===== FRAGMENTO DEL DOCUMENTO =====
Aquella vez, la discusión del Estatuto había comenzado el 6 de mayo de 1932 en unas Cortes donde la oposición al proyecto de ley se mostró virulenta, sin ahorrar maniobras obstruccionistas ni alardes demagógicos. Mientras, en la prensa y en la calle, los lúgubres presagios sobre la desintegración de España alternaban con las apelaciones al boicoteo anticatalán; elementos ultras agredían en Madrid a un parlamentario de Esquerra, y los más peligrosos enemigos de la democracia republicana se sentían espoleados por tal atmósfera. Aquel 5 de julio, Manuel Azaña -presidente del Gobierno y ministro de la Guerra- anotaba en su diario: "En la desaforada campaña que se hace contra el Estatuto hallan (los oficiales golpistas) apoyo, estímulo y ambiente para sus fines... La posición que han tomado algunos políticos es, consciente o inconscientemente, inductora de rebelión, porque los militares desafectos, que no se atrevían a chistar invocando tan sólo sus intereses de clase o sus propias opiniones políticas, se animan pensando y viendo que hay otros personajes de su mismo parecer, de cuyas declaraciones y propagandas pueden sacar algunos principios justificativos de una acción violenta".
===== DATOS DE TRABAJO =====
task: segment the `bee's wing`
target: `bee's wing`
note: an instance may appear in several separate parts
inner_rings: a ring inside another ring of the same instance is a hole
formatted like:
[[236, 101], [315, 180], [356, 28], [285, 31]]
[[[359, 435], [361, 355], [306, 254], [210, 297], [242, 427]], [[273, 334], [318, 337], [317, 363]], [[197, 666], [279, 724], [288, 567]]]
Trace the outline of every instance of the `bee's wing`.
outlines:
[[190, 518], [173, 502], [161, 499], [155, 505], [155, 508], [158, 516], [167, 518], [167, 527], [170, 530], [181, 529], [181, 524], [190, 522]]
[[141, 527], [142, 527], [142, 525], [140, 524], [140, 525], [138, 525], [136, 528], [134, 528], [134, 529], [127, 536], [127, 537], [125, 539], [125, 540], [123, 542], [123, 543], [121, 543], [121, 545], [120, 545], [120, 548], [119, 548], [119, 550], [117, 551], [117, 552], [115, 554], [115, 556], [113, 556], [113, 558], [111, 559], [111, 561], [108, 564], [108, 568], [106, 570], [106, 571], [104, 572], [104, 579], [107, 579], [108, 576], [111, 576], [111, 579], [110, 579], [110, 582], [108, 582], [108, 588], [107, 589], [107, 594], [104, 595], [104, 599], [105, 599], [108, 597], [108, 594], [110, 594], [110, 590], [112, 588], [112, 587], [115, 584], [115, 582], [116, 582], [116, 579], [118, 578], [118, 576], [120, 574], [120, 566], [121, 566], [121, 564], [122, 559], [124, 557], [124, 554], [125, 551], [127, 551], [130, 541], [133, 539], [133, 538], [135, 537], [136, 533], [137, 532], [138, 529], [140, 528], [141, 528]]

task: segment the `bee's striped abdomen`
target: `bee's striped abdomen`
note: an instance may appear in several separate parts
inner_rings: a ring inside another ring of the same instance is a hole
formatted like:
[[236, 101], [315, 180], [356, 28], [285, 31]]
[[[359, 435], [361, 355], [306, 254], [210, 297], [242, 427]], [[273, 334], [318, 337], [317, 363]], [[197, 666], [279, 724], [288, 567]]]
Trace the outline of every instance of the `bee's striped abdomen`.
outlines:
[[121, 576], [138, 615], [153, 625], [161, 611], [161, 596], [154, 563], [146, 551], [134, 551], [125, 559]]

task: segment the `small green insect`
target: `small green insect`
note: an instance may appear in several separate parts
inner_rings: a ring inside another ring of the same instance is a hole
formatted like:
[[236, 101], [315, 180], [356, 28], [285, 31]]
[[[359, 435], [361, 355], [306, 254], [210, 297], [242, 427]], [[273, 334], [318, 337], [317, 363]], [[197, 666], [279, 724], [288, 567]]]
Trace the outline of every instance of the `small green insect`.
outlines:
=====
INSTRUCCIÓN 1. Pasa a una lista JSON de cadenas la parte de los registros que abre con su primera línea y cierra con la línea que contiene "551], [125, 559]]", ambas incluidas. Pon una cadena por línea y deja fuera las líneas en blanco.
INSTRUCCIÓN 2. Continúa el texto sobre el Estatuto a partir de su última oración.
El texto sobre el Estatuto y los registros no tienen relación entre sí.

RESPUESTA 1.
[
  "task: segment the `bee's wing`",
  "target: `bee's wing`",
  "note: an instance may appear in several separate parts",
  "inner_rings: a ring inside another ring of the same instance is a hole",
  "formatted like:",
  "[[236, 101], [315, 180], [356, 28], [285, 31]]",
  "[[[359, 435], [361, 355], [306, 254], [210, 297], [242, 427]], [[273, 334], [318, 337], [317, 363]], [[197, 666], [279, 724], [288, 567]]]",
  "Trace the outline of every instance of the `bee's wing`.",
  "outlines:",
  "[[190, 518], [173, 502], [161, 499], [155, 505], [155, 508], [158, 516], [167, 518], [167, 527], [170, 530], [181, 529], [181, 524], [190, 522]]",
  "[[141, 527], [142, 527], [142, 525], [140, 524], [140, 525], [138, 525], [136, 528], [134, 528], [134, 529], [127, 536], [127, 537], [125, 539], [125, 540], [123, 542], [123, 543], [121, 543], [121, 545], [120, 545], [120, 548], [119, 548], [119, 550], [117, 551], [117, 552], [115, 554], [115, 556], [113, 556], [113, 558], [111, 559], [111, 561], [108, 564], [108, 568], [106, 570], [106, 571], [104, 572], [104, 579], [107, 579], [108, 576], [111, 576], [111, 579], [110, 579], [110, 582], [108, 582], [108, 588], [107, 589], [107, 594], [104, 595], [104, 599], [105, 599], [108, 597], [108, 594], [110, 594], [110, 590], [112, 588], [112, 587], [115, 584], [115, 582], [116, 582], [116, 579], [118, 578], [118, 576], [120, 574], [120, 566], [121, 566], [121, 564], [122, 559], [124, 557], [124, 554], [125, 551], [127, 551], [130, 541], [133, 539], [133, 538], [135, 537], [136, 533], [137, 532], [138, 529], [140, 528], [141, 528]]",
  "task: segment the `bee's striped abdomen`",
  "target: `bee's striped abdomen`",
  "note: an instance may appear in several separate parts",
  "inner_rings: a ring inside another ring of the same instance is a hole",
  "formatted like:",
  "[[236, 101], [315, 180], [356, 28], [285, 31]]",
  "[[[359, 435], [361, 355], [306, 254], [210, 297], [242, 427]], [[273, 334], [318, 337], [317, 363]], [[197, 666], [279, 724], [288, 567]]]",
  "Trace the outline of every instance of the `bee's striped abdomen`.",
  "outlines:",
  "[[121, 576], [138, 615], [153, 625], [161, 611], [161, 596], [154, 563], [146, 551], [134, 551], [125, 559]]"
]

RESPUESTA 2.
En efecto, la madrugada del 10 de agosto siguiente un grupo de oficiales -activos o en la reserva- seguidos de escasa tropa y flanqueados por militantes de la extrema derecha monárquica intentaron sin éxito, en Madrid, asaltar el Ministerio de la Guerra y el palacio de Comunicaciones, con el balance de una decena de muertos. Poco después, en Sevilla, el general José Sanjurjo Sacanell -a la sazón director general de Carabineros- sublevaba a la guarnición local, se instalaba en la Capitanía General hispalense y hacía público desde allí un bando que ponía en primer lugar, entre las justificaciones de su alzamiento, la defensa de la integridad de España, amenazada por el proyecto estatutario. Tras el fiasco de Madrid, los facciosos quedaron aislados en Sevilla y se desbandaron a las 24 horas, pero la sanjurjada constituyó un primer aviso sobre las intenciones de la derecha española y fue para ésta un fracaso lleno de provechosas enseñanzas, a aplicar en julio de 1936.

Es curioso cómo, a veces, la historia se complace en las coincidencias: un momento político-legislativo no idéntico, pero muy semejante al de 1932; una campaña mediática y partidista gemela a la de entonces en su histeria, en su mendacidad, en su cainismo; una parecida movilización antiestatutaria de fuerzas vivas, de poderes fácticos, de intereses crecidos al calor de una determinada concepción de España; la Capitanía General de Sevilla como marco, y en ella, otro general que, espoleado por la verborrea irresponsable de ciertos políticos y de muchos opinadores, siente y expresa el reflejo pretoriano: la idea de que los militares son los depositarios y los guardianes por excelencia del patriotismo, de que están ungidos para interpretar mejor que nadie -mejor incluso que los representantes del sufragio popular- cuáles son en cada momento el bien y el interés de España.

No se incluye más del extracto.